▸ **Excerpted passage**:
Saturday 3 August 2013

Women of courage, Wendy Woods (RIP) and Doreen Lawrence

I have had the chance to read the news a little more this week due to a leg injury (which has also given me the opportunity to restart working on this blog). I was saddened that the world lost Wendy Woods, memorialised in the film 'Cry Freedom.' A great human light has been extinguished and the world is a darker place because of it.

I also saw that Doreen Lawrence was to be elevated to The House of Lords.

These are two almost diametrically opposed women with a common goal, Equality and Justice. Woods, the well off white South African social campaigner, made her choices to join the fight against white suppremacy in her homeland, leading to her eventual exile in the UK for the beliefs of her and her husband, the journalist, Donald Woods.

By contrast, Doreen Lawrence was not given a choice to become an activist. Her son was brutally murdered on a London street by a gang of white racist thugs, forcing her and her family into the limelight. Exposing institutional racism in the Metropolitan Police Force, this reluctant hero has been twarted by the establishment (and particularly the Met), every step of the way, eventually managing to see two of the gang convited of her son Stephen's murder. But this is a hollow victory as the rest of the known perpetrators are still at large.

Doreen Lawrence is no different to millions of others. I believe that first and foremost she is a mother. When backed into a corner to protect your children, most people become tigers, who will fight tooth and nail to protect their families. Doreen Lawrence has become the biggest tigress of them all. With every twist and sordid turn of this whole debacle, with a dignity and assuredness borne out of the conviction of what is right and just, she has not only fought the battle for her and her family, but for every person of colour in this country who has been abused and harassed by an institutionally racist system. She has made this country a better and safer place for all of us, regardless of race or gender, at great personal cost. She has lost a son, but in doing so, in many ways she has become the epitome of the British mother, as much of a mother to this nation as Her Majesty the Queen. Without the contacts and privileges that Wendy Woods had, this woman in her battle has taken on the establishment continually, and has won and won and won.

With Doreen Lawrence in the House of Lords, I perceive a renewal of that dusty old institution, and can only warn them: BEWARE THE TIGRESS PROTECTING US HER CHILDREN!

Eamonn

Wendy Woods: Activist who with her husband, Donald, struggled against apartheid




Much of the story of Wendy Woods is bound up with her journalist husband, Donald, and the charismatic leader of South Africa's Black Consciousness Movement, Steve Biko. She was portrayed in the film Cry Freedom, based on her husband's book about Biko's murder, by the Downton Abbey star Penelope Wilton. But during her long exile in Britain, Wendy, who has died of melanoma, devoted her life to fighting apartheid and, later, helping to rebuild her former homeland.

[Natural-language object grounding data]
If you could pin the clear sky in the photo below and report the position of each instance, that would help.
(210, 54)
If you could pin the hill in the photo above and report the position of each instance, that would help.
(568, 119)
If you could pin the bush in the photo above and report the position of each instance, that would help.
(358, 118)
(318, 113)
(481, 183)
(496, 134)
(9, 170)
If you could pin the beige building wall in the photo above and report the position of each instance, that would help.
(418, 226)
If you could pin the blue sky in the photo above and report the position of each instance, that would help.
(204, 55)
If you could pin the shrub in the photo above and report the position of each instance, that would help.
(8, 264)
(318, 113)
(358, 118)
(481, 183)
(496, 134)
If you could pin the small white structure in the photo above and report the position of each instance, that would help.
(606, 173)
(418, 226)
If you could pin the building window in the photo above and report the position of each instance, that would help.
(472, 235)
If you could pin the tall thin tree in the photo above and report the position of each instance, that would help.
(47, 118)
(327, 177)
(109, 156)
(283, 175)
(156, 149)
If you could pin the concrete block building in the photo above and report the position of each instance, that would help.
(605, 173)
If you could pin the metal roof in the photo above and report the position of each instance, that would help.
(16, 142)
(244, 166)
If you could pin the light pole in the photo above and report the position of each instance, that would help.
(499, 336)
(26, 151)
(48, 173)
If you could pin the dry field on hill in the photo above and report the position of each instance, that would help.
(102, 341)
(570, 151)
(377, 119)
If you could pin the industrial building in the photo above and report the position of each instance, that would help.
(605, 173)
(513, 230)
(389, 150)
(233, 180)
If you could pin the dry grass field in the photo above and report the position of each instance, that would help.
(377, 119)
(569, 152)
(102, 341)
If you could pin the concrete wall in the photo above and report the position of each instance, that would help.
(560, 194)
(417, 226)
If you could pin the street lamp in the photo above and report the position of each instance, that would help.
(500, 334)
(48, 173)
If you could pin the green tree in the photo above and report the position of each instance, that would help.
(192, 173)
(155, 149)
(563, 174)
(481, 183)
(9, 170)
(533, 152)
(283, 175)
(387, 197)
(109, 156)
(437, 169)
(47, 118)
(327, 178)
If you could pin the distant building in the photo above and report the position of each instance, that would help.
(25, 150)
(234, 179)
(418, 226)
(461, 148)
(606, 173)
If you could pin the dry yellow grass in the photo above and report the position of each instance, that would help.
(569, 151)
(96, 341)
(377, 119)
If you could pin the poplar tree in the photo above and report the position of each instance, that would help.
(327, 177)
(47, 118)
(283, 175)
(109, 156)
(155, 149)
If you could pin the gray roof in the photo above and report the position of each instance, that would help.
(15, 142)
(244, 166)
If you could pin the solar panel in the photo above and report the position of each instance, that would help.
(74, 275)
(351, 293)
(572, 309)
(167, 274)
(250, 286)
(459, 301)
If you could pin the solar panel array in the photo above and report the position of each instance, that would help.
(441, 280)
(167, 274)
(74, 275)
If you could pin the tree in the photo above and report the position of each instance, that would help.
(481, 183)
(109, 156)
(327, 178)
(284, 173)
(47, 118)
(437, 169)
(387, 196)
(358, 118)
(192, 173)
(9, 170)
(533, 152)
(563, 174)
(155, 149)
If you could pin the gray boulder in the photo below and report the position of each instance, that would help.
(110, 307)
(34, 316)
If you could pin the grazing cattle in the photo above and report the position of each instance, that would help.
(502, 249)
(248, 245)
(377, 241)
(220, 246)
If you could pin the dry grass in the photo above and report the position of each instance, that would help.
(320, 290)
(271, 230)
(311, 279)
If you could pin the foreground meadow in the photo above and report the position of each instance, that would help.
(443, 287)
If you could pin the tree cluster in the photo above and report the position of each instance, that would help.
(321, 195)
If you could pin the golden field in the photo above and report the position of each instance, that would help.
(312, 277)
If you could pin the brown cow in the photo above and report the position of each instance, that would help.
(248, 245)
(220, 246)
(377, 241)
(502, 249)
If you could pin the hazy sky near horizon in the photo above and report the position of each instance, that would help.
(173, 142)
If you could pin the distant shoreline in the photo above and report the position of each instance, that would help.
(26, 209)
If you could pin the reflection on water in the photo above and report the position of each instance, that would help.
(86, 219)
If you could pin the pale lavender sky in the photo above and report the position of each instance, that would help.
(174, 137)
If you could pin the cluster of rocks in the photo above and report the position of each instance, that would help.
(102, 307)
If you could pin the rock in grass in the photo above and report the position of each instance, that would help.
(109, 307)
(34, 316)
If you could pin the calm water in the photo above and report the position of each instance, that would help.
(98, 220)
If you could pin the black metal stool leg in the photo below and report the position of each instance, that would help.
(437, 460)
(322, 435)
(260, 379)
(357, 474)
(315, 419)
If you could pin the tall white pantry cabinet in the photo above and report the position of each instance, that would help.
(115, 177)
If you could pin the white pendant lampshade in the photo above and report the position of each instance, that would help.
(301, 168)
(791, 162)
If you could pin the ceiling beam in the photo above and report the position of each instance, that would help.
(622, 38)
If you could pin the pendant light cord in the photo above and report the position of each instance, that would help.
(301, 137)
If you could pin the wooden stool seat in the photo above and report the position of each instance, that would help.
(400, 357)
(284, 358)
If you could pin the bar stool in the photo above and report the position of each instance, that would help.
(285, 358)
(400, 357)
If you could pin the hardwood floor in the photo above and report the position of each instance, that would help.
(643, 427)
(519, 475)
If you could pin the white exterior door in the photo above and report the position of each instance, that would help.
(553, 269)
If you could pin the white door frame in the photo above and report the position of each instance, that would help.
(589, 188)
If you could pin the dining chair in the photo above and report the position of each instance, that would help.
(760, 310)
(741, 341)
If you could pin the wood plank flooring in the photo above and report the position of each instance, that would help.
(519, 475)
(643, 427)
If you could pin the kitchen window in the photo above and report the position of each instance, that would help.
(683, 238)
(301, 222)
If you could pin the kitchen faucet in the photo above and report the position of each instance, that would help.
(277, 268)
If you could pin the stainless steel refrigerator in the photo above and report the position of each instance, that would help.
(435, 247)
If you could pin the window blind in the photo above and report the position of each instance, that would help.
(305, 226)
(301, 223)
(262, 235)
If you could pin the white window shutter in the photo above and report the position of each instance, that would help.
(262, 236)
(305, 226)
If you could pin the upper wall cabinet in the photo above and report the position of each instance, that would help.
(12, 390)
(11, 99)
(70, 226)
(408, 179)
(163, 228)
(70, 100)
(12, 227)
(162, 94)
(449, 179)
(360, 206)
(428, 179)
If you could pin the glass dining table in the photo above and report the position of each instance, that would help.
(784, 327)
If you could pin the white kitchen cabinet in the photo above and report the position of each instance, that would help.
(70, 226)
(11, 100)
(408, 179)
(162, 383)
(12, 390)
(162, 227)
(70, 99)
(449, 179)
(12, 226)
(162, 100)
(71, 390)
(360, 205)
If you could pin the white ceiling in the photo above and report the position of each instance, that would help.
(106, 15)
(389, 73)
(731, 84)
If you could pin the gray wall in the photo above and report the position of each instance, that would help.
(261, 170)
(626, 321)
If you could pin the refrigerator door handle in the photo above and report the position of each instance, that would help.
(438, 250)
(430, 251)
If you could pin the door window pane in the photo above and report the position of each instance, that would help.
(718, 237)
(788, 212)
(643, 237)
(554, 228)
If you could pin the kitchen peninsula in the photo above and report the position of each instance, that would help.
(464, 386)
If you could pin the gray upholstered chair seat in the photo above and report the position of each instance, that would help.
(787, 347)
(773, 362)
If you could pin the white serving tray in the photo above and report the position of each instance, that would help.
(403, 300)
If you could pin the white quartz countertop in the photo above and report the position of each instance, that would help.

▸ **Work to complete**:
A. According to the blog post, what did Wendy Woods die of?
B. Rewrite the part of the blog post that begins with "With Doreen Lawrence" and ends with "US HER CHILDREN!", switching "dusty" to "venerable".

▸ **Responses**:
A. Melanoma.

B.
With Doreen Lawrence in the House of Lords, I perceive a renewal of that venerable old institution, and can only warn them: BEWARE THE TIGRESS PROTECTING US HER CHILDREN!